* _Task to complete_:
Reproduce the records below, substituting "bush" for every occurrence of "shrub" and leaving all other text unchanged.

[Collected data]
-*-
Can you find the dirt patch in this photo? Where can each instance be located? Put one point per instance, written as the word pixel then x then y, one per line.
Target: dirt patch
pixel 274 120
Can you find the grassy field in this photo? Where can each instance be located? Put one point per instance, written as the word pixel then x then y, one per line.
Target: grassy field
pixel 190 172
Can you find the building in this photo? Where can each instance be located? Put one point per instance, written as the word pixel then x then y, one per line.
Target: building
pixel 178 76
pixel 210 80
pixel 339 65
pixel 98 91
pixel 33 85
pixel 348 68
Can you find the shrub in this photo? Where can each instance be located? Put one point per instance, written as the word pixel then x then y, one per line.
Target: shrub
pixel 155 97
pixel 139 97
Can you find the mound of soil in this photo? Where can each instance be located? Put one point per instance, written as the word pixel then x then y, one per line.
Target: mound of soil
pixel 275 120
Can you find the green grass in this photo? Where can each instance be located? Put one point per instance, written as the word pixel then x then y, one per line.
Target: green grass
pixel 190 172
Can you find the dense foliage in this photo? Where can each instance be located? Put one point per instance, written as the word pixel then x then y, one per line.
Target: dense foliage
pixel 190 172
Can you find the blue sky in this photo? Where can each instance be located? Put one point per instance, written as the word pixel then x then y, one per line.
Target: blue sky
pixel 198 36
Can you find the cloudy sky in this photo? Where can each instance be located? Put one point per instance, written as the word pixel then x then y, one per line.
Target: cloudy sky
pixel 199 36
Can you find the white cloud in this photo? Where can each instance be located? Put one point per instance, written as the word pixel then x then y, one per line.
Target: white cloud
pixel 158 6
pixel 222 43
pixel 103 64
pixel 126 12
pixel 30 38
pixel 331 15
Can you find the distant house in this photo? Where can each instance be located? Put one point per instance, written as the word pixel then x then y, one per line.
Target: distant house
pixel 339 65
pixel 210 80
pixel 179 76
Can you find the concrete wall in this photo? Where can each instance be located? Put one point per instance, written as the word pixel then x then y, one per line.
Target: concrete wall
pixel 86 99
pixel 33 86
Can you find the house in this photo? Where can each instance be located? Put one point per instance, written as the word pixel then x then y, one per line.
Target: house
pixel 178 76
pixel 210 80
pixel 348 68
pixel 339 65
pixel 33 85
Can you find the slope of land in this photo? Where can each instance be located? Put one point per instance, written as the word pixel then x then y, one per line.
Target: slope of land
-*-
* _Answer to the problem_:
Can you find the dirt patch in this photo? Where can each instance be located? Put one point per instance, written as the word pixel then x then y, one per line.
Target: dirt patch
pixel 274 120
Can you find the grassy field in this photo? Where can each instance be located? Put one point per instance, written as the word pixel then x then y, one per line.
Target: grassy field
pixel 190 172
Can you find the building in this photo? Where can each instance be located? Put one point per instance, written as the word pixel then x then y, one per line.
Target: building
pixel 178 76
pixel 210 80
pixel 339 65
pixel 98 91
pixel 33 85
pixel 348 68
Can you find the bush in this photo? Where can each instance be located? Put one point per instance, written as the word pixel then x then y, one per line.
Target: bush
pixel 155 97
pixel 139 97
Can you find the mound of soil in this photo? Where can each instance be located? Put one point per instance, written as the word pixel then x then y, one per line.
Target: mound of soil
pixel 275 120
Can you find the green grass in this photo? Where can each instance be located? Put one point per instance, written as the word pixel then x then y, one per line.
Target: green grass
pixel 190 172
Can you find the dense foliage in this photo? Where can each instance be located? Put one point per instance, written as the word pixel then x then y, one per line.
Target: dense foliage
pixel 190 172
Can you find the blue sky in this photo? Where can each instance be located? Put one point per instance, written as the word pixel then x then y, one per line.
Target: blue sky
pixel 198 36
Can you find the cloudy sky in this photo? Where can each instance be located? Put one point per instance, written as the word pixel then x then y, one per line.
Target: cloudy sky
pixel 199 36
Can you find the white cloud in this photo? Where can each instance be located? Put one point per instance, written as the word pixel then x then y, one per line.
Target: white cloud
pixel 158 6
pixel 222 43
pixel 103 64
pixel 126 12
pixel 30 38
pixel 331 15
Can you find the distant house in this photo? Where can each instance be located? Put one point per instance, written as the word pixel then x then y, one per line.
Target: distant house
pixel 339 65
pixel 210 80
pixel 179 76
Can you find the concrete wall in this photo? Where can each instance be located? Put one point per instance, written as the word pixel then x then y, one per line.
Target: concrete wall
pixel 86 99
pixel 33 86
Can you find the house in this photo? Where can each instance be located? Put one point per instance, written as the word pixel then x then y, one per line.
Target: house
pixel 178 76
pixel 210 80
pixel 348 68
pixel 339 65
pixel 33 85
Can you find the slope of land in this photo? Where can each instance be located? Put one point per instance, written as the word pixel then x then y, one per line.
Target: slope of land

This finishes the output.